* [Excerpt to read]
----------------
The old adage "can't see the forest for the trees' comes into play here.

A few months ago, Tracie and I walked along the Canal Towpath beside the Juniata River between Mifflin and Juniata County. As we walked, we inspected the trail on both sides, admired the flowing river, and watched the occasional Norfolk Southern train go rolling by. The trail is uneven, roots litter the path, and slippery spots have the capability of causing a fall. The steep incline down to the river's edge at times is another possible snare for the unobservant. Amidst all of those issues was another, less obvious yet visible, part of the trail. Though we walked by dozens of Ash trees, it never occurred to us of the number and symmetry of them.

At the southeastern end of the path, we stopped beside the river's edge and took some photos. As we looked back in the direction we had come from, I mentioned the continual line of Ash trees that line the path. It was uncanny to see it from a distance and we would have never noticed them as we walked right by dozens of these giant trees.

(Note the white branches of the Ash trees that line the river's edge.)

In some ways the Ash trees are much like the indiscretions of others. We walk by them and live through them. We never consider the placement of them nor do we understand their significance. In looking in the rearview mirror do we realize the pattern that emerged and even then we ask why we had to walk through that season of pained existence. God, however, sees the beauty of the events that brought us to this point and only when we fully submit and trust God in the finest details of our lives (Yes, even the painful ones) can we truly enjoy the transformative work that God does with the worst of our days.

Back to Joseph's story. He was hated by his brothers. Cast off like a used and tattered blanket. It would seem that God wasn't aware or didn't care of Joseph's plight. Meanwhile, God was tailoring a design for redemption and restoration within the nation of Israel and His people. Behind the scenes (In plain sight) God was working then for Israel and is working now in each of our lives of unrest and trial.
----------------
* [Data extract]
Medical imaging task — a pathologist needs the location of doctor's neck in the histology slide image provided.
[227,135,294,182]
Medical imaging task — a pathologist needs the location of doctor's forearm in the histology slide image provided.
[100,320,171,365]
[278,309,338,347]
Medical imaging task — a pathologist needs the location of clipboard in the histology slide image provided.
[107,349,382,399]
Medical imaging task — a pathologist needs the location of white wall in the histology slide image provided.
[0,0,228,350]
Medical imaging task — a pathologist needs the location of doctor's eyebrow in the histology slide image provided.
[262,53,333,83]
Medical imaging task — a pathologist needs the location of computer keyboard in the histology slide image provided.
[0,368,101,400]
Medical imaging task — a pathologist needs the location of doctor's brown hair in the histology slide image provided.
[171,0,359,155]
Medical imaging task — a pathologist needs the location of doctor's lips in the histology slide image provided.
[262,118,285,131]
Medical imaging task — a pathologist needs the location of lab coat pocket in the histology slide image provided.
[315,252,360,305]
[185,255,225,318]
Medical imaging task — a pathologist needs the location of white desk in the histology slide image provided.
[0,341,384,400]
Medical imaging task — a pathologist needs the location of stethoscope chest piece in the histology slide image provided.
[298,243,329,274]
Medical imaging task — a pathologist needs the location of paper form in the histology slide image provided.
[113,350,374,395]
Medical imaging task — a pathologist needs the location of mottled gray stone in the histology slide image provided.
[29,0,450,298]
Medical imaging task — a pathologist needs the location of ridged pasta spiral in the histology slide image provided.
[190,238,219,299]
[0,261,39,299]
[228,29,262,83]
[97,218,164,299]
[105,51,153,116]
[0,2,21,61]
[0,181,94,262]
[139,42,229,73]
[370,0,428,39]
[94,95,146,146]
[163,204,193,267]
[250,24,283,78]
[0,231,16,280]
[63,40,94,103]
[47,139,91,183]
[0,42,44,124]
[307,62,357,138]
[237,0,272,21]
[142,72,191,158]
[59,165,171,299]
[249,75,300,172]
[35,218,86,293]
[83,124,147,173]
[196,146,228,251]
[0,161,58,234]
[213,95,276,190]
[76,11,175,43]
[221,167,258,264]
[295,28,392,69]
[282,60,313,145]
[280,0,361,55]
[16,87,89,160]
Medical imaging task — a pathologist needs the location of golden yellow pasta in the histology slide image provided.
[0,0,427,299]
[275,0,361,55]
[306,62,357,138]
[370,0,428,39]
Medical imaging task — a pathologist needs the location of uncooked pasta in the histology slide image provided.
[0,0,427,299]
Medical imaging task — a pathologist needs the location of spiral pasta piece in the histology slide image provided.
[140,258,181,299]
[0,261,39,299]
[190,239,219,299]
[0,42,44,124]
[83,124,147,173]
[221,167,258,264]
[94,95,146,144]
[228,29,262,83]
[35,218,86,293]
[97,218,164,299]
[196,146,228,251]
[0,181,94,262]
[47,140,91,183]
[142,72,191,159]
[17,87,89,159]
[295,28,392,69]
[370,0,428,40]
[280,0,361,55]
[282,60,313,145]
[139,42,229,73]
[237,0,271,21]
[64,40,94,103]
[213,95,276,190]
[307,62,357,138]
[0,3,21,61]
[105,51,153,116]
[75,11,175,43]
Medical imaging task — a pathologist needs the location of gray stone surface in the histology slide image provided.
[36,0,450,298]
----------------
* [Given instruction]
Please answer these questions from the Ash trees passage, one line each:
1. Beside which river does the Canal Towpath run?
2. At which end of the path did the walkers stop to take photos?
3. Who hated Joseph?

* [Full answer]
1. The Juniata River
2. The southeastern end
3. His brothers